__EXERCISE__
Reproduce the entries verbatim, beginning at their first line and stopping after the line that contains "103 341 L 102".

Dataset entries:
## START

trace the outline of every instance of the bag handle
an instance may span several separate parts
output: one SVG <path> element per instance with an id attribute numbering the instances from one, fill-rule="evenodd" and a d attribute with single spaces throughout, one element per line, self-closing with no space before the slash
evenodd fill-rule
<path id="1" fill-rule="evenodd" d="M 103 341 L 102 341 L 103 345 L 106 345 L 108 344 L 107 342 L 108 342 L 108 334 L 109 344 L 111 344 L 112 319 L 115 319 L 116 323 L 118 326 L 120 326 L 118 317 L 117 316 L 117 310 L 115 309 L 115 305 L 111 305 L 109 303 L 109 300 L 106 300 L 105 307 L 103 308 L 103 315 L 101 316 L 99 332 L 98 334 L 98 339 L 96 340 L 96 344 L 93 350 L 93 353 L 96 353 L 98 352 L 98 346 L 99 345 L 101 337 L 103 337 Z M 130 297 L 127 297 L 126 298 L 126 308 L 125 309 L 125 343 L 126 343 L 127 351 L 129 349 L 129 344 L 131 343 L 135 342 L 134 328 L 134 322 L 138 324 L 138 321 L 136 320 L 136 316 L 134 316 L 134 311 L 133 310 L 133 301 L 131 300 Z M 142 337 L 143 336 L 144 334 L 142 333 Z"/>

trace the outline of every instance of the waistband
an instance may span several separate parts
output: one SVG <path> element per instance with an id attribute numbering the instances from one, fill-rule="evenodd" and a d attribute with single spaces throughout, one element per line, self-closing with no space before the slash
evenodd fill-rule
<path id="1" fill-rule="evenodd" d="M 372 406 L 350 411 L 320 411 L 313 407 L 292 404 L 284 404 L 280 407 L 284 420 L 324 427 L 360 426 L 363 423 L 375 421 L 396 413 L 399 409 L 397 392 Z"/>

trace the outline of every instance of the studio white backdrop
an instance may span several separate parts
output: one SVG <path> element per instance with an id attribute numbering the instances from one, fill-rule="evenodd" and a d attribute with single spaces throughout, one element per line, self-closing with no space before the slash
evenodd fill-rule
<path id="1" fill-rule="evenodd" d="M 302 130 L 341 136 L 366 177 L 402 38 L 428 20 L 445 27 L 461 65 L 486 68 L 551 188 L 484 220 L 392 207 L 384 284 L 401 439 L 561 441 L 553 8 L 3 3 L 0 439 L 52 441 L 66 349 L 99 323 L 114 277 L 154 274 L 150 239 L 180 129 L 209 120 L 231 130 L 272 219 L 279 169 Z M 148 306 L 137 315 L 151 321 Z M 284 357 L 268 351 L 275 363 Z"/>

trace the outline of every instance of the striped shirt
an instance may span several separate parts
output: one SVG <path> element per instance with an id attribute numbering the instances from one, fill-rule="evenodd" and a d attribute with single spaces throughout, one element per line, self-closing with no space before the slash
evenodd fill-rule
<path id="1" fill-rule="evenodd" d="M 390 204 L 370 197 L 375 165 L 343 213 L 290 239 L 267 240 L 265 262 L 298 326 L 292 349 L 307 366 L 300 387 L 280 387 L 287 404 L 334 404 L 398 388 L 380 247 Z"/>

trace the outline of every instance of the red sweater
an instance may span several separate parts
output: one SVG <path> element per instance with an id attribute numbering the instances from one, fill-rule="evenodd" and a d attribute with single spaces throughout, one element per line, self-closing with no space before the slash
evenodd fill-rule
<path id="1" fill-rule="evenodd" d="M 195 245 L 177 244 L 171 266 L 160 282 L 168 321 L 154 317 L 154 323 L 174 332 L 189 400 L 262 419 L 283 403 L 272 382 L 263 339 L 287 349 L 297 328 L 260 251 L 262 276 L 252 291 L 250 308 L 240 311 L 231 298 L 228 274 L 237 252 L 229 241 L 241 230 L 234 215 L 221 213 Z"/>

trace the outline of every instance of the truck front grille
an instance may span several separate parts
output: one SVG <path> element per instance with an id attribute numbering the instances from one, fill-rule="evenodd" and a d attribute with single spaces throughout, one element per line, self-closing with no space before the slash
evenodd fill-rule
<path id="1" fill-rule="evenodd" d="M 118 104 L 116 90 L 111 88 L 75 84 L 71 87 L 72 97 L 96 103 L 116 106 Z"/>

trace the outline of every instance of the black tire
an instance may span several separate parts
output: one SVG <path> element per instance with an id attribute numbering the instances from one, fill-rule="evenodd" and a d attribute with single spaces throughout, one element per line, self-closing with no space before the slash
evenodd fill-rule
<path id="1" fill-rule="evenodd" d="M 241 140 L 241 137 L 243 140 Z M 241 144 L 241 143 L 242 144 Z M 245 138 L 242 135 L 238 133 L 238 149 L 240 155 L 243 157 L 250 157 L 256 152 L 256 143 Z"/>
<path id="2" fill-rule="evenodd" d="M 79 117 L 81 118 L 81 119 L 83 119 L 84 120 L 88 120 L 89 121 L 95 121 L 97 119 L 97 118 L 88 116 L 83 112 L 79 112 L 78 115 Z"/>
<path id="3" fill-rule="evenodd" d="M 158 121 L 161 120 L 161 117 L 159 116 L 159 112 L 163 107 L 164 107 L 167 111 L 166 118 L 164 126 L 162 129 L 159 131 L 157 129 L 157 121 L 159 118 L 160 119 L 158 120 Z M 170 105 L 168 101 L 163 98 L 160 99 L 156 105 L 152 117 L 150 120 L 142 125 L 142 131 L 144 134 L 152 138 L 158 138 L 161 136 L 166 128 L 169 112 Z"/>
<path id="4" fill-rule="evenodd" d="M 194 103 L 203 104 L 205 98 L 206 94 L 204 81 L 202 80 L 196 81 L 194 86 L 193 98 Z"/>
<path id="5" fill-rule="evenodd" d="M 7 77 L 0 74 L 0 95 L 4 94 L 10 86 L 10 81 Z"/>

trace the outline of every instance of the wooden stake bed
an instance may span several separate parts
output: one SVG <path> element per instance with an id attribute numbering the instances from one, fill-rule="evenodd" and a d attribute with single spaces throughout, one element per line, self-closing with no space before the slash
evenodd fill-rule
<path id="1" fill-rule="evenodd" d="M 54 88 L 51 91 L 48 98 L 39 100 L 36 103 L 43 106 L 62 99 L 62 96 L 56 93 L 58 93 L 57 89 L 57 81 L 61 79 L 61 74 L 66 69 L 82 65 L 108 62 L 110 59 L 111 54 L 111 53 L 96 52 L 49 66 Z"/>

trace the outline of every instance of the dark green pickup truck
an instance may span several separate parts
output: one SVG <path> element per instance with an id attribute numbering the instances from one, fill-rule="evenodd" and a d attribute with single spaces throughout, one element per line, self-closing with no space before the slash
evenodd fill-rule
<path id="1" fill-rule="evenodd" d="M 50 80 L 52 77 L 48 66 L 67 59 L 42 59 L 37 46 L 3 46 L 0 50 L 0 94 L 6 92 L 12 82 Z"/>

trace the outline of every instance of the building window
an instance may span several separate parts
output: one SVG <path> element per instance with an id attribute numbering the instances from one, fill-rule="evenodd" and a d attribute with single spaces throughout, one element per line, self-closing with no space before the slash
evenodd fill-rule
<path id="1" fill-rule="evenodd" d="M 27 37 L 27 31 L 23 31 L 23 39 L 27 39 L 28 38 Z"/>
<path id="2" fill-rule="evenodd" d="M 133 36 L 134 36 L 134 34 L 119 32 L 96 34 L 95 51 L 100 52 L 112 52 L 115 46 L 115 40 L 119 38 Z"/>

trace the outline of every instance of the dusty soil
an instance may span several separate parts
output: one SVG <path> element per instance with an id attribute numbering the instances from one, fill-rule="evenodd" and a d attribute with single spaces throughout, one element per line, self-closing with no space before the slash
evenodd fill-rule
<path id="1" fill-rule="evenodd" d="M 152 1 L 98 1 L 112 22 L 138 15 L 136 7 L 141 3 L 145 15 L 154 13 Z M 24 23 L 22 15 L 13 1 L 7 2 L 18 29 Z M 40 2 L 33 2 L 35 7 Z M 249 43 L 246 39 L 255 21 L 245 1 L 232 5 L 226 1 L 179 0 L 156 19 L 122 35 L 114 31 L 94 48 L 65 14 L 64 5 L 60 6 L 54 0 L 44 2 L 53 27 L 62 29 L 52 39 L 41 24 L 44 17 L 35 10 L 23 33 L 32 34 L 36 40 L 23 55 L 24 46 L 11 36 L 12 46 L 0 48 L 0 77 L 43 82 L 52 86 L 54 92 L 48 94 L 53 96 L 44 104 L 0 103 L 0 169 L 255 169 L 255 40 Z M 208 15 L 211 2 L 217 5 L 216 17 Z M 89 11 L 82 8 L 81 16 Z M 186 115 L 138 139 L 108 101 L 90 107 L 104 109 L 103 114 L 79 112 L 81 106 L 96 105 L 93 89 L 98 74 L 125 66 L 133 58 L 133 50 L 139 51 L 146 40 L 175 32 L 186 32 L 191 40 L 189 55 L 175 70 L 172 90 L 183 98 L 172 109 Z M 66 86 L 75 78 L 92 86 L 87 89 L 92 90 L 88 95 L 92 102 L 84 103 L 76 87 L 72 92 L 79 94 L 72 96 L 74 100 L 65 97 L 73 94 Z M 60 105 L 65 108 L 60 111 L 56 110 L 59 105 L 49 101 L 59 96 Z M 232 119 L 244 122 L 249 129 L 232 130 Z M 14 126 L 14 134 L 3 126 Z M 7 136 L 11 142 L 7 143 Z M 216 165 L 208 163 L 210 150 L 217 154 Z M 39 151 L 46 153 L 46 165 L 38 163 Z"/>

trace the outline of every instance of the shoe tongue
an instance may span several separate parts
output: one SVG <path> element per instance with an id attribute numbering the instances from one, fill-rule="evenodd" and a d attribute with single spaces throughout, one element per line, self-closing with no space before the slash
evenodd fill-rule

## END

__FINAL ANSWER__
trace the outline of every instance of the bag handle
an instance may span several separate parts
output: one SVG <path> element per instance with an id attribute numbering the instances from one, fill-rule="evenodd" and a d attribute with single spaces throughout, one element per line, self-closing with no space before the slash
evenodd fill-rule
<path id="1" fill-rule="evenodd" d="M 103 341 L 102 341 L 103 345 L 106 345 L 108 344 L 107 342 L 108 342 L 108 334 L 109 344 L 111 344 L 112 319 L 115 319 L 116 323 L 118 326 L 120 326 L 118 317 L 117 316 L 117 310 L 115 309 L 115 305 L 111 305 L 109 303 L 109 300 L 106 300 L 105 307 L 103 308 L 103 315 L 101 316 L 99 332 L 98 334 L 98 339 L 96 340 L 96 344 L 93 350 L 93 353 L 96 353 L 98 352 L 98 346 L 99 345 L 101 337 L 103 337 Z M 130 297 L 127 297 L 126 298 L 126 308 L 125 309 L 125 343 L 126 343 L 127 351 L 129 349 L 129 344 L 131 343 L 135 342 L 134 328 L 134 322 L 138 324 L 138 321 L 136 320 L 136 316 L 134 316 L 134 311 L 133 310 L 133 301 L 131 300 Z M 142 337 L 143 336 L 144 334 L 142 333 Z"/>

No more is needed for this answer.